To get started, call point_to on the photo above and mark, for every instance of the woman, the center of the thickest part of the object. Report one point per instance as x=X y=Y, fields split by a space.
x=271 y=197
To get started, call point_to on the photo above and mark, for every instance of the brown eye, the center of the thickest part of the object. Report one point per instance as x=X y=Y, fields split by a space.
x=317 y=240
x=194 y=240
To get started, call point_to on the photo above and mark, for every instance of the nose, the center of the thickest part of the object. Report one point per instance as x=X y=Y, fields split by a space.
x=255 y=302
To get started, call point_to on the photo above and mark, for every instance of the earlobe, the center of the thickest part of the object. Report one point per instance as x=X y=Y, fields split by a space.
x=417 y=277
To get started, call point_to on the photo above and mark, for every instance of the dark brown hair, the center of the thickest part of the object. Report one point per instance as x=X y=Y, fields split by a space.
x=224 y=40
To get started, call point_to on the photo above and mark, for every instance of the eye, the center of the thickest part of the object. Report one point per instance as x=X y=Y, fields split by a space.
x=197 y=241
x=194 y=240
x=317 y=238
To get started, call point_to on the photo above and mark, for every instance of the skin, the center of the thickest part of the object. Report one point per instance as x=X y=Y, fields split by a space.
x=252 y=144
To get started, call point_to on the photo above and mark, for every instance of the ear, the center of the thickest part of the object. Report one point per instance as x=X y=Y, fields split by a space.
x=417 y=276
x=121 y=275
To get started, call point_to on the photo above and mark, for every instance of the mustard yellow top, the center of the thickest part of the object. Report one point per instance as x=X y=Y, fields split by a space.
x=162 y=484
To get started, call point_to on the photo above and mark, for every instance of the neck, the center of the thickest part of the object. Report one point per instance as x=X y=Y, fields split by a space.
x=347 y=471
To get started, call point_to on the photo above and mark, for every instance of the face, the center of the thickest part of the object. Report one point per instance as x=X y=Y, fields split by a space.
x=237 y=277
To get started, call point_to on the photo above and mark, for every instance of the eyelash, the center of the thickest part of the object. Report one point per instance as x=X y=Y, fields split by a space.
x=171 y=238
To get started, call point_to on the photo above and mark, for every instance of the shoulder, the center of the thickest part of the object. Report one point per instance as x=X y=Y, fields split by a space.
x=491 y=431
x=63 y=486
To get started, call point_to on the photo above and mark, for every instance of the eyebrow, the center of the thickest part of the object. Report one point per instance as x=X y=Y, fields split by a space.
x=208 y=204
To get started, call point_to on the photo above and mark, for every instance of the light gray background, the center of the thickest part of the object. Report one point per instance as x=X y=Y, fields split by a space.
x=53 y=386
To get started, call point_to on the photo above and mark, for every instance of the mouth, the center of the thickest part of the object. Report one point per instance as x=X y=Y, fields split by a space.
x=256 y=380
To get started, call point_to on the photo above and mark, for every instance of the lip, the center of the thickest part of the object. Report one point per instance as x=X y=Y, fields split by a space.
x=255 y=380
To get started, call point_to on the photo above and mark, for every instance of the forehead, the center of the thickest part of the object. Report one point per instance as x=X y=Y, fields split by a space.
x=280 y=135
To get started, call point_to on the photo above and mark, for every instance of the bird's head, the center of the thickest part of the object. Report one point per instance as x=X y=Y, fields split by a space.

(Required action): Please write out, exactly as they appear, the lines from the line containing "the mouth, the" through the last line of the records above, both included.

(Solved exercise):
To get started, call point_to on the photo above and mark, for every instance of the mouth, the center of the thickest part of the object. Report one point per instance as x=X y=Y, fields split by a space.
x=256 y=380
To get started, call point_to on the photo above and mark, for every instance of the lip, the center of the thickest part of the object. Report one point per instance as x=X y=Y, fields split by a space.
x=255 y=380
To get started, call point_to on the photo above and mark, for every instance of the forehead, the center of the thickest part of the object. Report one point per instance as x=X y=Y, fields split by a space.
x=280 y=135
To get started, call point_to on the photo above and mark, for every instance of the bird's head, the center of the thickest part of the object. Report one point per instance as x=X y=Y, fields split by a space.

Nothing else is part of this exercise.